> **GIVEN PROBLEM**
Reproduce the items word for word, from the very start down through the line containing "[0, 111, 551, 426]", with that line included, and stop there.

— BEGIN RAW RECORDS —

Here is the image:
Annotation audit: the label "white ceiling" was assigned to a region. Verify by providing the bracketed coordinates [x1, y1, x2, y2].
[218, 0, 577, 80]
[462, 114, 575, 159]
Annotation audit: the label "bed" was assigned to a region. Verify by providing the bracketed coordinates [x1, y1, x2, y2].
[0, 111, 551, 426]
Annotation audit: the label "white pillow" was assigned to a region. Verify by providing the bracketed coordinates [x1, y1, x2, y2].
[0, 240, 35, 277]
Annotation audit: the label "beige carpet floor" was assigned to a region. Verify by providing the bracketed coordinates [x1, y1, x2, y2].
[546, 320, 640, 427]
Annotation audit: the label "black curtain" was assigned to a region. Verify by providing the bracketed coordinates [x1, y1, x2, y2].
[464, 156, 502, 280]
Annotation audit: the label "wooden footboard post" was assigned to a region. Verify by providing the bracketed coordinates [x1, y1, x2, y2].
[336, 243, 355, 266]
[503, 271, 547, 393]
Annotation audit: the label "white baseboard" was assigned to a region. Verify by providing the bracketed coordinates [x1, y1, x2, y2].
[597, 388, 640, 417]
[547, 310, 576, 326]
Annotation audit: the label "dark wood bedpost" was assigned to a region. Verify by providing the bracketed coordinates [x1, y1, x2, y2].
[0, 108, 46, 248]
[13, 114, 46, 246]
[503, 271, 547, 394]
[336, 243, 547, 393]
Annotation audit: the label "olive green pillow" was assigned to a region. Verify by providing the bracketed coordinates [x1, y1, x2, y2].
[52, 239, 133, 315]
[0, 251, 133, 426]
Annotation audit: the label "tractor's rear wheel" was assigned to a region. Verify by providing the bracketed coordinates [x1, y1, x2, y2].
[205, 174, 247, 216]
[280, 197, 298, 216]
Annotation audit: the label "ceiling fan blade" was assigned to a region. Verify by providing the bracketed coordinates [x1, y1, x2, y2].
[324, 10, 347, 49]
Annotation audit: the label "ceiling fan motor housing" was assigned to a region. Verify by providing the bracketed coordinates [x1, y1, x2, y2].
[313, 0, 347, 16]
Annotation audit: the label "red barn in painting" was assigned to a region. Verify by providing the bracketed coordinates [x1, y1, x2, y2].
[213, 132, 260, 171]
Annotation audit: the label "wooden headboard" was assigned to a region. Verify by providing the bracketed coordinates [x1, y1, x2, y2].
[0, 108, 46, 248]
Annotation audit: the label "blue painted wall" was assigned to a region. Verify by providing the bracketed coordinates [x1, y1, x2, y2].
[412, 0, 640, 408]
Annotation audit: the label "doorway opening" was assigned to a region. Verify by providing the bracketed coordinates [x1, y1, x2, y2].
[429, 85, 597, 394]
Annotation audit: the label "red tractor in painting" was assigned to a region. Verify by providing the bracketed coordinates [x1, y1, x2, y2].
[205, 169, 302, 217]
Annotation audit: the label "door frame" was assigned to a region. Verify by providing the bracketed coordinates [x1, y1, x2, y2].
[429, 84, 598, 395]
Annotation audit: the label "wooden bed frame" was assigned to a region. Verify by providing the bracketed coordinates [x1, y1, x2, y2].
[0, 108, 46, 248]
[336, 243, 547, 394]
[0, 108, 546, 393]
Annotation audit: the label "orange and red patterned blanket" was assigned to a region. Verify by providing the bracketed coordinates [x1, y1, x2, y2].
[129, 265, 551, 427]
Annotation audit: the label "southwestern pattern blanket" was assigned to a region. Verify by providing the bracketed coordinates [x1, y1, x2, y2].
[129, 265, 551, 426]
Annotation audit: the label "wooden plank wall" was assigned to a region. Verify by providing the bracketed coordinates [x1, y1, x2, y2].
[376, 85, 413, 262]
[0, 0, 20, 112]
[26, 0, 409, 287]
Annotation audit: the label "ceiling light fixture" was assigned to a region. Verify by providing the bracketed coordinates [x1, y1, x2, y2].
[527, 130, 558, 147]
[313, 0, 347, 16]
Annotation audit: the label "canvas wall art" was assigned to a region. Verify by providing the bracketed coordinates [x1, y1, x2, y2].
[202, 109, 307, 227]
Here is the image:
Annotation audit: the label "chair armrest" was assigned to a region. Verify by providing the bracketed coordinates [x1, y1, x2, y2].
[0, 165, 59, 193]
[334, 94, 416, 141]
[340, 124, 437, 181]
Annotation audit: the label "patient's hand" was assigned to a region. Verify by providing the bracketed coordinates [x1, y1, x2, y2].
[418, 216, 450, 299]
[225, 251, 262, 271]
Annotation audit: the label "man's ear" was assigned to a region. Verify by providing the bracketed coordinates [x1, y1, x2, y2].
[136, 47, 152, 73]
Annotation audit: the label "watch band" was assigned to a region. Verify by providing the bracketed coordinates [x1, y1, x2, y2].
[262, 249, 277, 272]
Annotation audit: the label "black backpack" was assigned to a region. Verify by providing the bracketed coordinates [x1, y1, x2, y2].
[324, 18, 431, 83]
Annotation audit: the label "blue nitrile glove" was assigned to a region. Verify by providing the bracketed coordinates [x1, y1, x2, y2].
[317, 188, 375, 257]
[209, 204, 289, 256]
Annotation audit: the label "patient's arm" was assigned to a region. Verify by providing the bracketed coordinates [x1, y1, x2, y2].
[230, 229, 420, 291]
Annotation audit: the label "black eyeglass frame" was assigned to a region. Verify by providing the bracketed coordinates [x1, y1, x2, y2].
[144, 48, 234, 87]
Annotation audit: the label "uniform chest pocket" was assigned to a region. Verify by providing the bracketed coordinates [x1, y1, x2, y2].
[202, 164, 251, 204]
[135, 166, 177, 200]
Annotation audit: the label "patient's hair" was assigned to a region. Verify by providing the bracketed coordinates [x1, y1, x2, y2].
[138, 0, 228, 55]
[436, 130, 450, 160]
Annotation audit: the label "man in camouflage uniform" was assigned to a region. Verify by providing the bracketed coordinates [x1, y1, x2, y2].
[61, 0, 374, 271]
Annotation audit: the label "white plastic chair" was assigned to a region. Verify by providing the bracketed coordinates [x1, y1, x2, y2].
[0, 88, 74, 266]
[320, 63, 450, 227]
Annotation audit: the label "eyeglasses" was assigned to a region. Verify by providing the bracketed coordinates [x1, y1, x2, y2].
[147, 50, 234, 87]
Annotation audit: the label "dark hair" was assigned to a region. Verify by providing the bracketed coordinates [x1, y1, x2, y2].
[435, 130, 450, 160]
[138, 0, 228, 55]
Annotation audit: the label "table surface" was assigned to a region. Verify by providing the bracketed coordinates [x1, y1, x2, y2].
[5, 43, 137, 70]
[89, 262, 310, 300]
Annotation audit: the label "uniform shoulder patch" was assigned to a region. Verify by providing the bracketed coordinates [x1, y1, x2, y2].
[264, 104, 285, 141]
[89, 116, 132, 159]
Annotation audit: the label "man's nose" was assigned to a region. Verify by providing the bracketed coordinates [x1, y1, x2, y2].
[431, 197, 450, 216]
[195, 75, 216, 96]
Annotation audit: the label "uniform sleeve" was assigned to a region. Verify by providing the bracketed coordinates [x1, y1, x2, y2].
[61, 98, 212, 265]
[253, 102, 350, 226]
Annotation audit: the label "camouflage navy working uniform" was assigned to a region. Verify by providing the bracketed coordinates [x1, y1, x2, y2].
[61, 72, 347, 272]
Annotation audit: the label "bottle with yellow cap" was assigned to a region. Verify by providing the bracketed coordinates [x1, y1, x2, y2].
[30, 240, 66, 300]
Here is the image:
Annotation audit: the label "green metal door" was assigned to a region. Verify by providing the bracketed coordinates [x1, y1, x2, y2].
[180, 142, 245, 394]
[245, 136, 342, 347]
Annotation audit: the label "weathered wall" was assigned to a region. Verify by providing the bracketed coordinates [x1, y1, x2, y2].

— END RAW RECORDS —

> **WRITTEN RESPONSE**
Here is the image:
Annotation audit: the label "white ceiling" was assigned to a region. Verify by providing the bracketed coordinates [x1, y1, x2, y2].
[218, 0, 577, 80]
[462, 114, 575, 159]
Annotation audit: the label "bed" was assigned to a region. Verify by providing the bracketed coordinates [x1, y1, x2, y2].
[0, 111, 551, 426]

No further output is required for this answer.